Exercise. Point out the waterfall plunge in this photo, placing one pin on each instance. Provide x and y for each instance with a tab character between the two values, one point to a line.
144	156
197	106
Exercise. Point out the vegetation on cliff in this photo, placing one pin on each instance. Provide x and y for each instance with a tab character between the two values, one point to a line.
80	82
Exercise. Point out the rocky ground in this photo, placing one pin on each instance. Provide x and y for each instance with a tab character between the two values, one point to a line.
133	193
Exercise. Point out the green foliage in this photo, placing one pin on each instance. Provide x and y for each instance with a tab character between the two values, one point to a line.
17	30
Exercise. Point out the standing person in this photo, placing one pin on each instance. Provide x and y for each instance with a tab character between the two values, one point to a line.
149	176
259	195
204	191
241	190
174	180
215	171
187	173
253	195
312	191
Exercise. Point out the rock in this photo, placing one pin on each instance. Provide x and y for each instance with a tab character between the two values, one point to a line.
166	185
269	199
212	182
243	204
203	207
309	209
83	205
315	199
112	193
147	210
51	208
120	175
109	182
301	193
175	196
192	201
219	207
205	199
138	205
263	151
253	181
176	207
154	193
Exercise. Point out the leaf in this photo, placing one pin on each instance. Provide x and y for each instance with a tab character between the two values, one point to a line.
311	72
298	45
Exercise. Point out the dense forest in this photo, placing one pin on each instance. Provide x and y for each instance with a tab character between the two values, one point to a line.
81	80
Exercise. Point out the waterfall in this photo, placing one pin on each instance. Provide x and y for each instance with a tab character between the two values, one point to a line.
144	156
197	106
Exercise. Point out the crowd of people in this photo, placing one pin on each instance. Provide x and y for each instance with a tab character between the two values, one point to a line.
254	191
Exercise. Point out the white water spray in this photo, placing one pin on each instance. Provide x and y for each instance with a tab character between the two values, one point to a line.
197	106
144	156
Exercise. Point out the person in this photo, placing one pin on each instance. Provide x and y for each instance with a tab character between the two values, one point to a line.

■ **WRITTEN PROBLEM**:
Put the lines from the one containing "Exercise. Point out the crowd" through the end of the records into a JSON list of strings, one string per line. Leave out blank lines.

■ **CORRECT OUTPUT**:
[
  "Exercise. Point out the crowd of people in this photo, placing one pin on each instance. Provide x and y for each instance with a tab character between the two values, one point to a line.",
  "254\t191",
  "Exercise. Point out the white water spray in this photo, placing one pin on each instance. Provide x and y for each instance with a tab character between the two values, one point to a line.",
  "197\t106",
  "144\t156",
  "Exercise. Point out the person in this photo, placing one pin on each instance. Provide x and y for each instance with a tab character between the two values, one point to a line."
]